Short problem 1 - Format the records as a numbered list, from the line that contains "eyebrow in the image above." through the end of the records, with both ends included and blank lines omitted.

Selection -
■ ■ ■ ■ ■

A Sales Perspective on the Meaning of Successful Marketing

Published on: | Updated on: | Trisha Miles

We’re switching things up in the newest episode of our Marketing Expert Chat series – we wanted to hear a sales leader’s perspective on what it takes to be a successful marketing leader and how these skills can influence growth marketing campaigns and strategies and their impact on a company’s overall objectives. 

What Makes the Top Marketers Successful?

Dan Mazmanian, the VP of Revenue for Foundry.ai, has a rich background in B2B SaaS, and he sat down to talk through some of his favorite marketing campaigns, what made them innovative and their respective results. He also shares his thoughts on some of the key attributes and talents successful marketing professionals share.  

As marketers, it’s always great to take a step back and receive feedback from someone outside your department so you can develop a well-rounded approach for your next campaigns and strategies. Tune in now to learn more about what growth marketing skills you could be honing to enhance your leadership abilities and strategic thinking. 



Video Transcript:

CAROLINE: Hi today, I’m here with Dan Mazmanian Dan is a sales leader. He’s worked with really successful companies in B2B SaaS and obviously he’s worked with a lot of different marketing teams. Dan, thank you so much for being with me today.

DAN: Very nice to be here. Thanks, Caroline.

CAROLINE: So, the question I have for you today is, as a sales leader can you tell us about a marketing campaign that kind of stood out for you and why did it stand out?

■ ■ ■ ■ ■

Short problem 2 - List every person named in the marketing article.

Rows from a box labeling dataset
■ ■ ■ ■ ■

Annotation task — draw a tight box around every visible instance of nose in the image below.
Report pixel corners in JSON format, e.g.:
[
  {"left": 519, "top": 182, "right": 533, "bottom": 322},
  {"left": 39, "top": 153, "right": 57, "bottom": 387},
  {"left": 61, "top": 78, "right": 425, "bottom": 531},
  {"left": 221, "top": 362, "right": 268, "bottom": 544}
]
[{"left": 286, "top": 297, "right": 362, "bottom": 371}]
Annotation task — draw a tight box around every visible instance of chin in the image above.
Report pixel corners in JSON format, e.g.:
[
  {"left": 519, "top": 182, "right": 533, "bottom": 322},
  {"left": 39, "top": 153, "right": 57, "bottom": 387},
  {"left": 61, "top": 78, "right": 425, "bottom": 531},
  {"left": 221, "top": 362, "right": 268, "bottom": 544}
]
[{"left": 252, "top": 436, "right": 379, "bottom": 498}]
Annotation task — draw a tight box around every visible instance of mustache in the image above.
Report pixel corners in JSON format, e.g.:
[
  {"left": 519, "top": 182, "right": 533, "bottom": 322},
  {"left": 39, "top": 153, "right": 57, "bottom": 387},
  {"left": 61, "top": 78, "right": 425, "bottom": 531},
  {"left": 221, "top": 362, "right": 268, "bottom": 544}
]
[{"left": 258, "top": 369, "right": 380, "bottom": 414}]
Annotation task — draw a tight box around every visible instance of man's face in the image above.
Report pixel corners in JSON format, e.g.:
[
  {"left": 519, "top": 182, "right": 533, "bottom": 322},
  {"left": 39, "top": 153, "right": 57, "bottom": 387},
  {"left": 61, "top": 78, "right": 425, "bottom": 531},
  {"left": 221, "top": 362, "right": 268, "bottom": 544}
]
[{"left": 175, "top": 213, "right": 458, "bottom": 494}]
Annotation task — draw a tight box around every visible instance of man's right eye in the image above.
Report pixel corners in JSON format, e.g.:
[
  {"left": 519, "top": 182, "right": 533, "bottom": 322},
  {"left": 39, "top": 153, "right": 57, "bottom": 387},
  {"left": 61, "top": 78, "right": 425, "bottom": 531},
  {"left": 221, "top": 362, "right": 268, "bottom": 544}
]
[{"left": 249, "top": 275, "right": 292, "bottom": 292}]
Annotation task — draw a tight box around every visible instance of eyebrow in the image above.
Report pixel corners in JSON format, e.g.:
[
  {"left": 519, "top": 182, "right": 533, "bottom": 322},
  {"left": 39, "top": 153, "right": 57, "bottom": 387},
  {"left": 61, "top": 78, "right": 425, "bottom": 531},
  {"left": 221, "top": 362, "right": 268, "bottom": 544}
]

■ ■ ■ ■ ■

Task answer 1 -
1. Annotation task — draw a tight box around every visible instance of eyebrow in the image above.
2. Report pixel corners in JSON format, e.g.:
3. [
4.   {"left": 519, "top": 182, "right": 533, "bottom": 322},
5.   {"left": 39, "top": 153, "right": 57, "bottom": 387},
6.   {"left": 61, "top": 78, "right": 425, "bottom": 531},
7.   {"left": 221, "top": 362, "right": 268, "bottom": 544}
8. ]

Task answer 2 -
- Trisha Miles
- Dan Mazmanian
- Caroline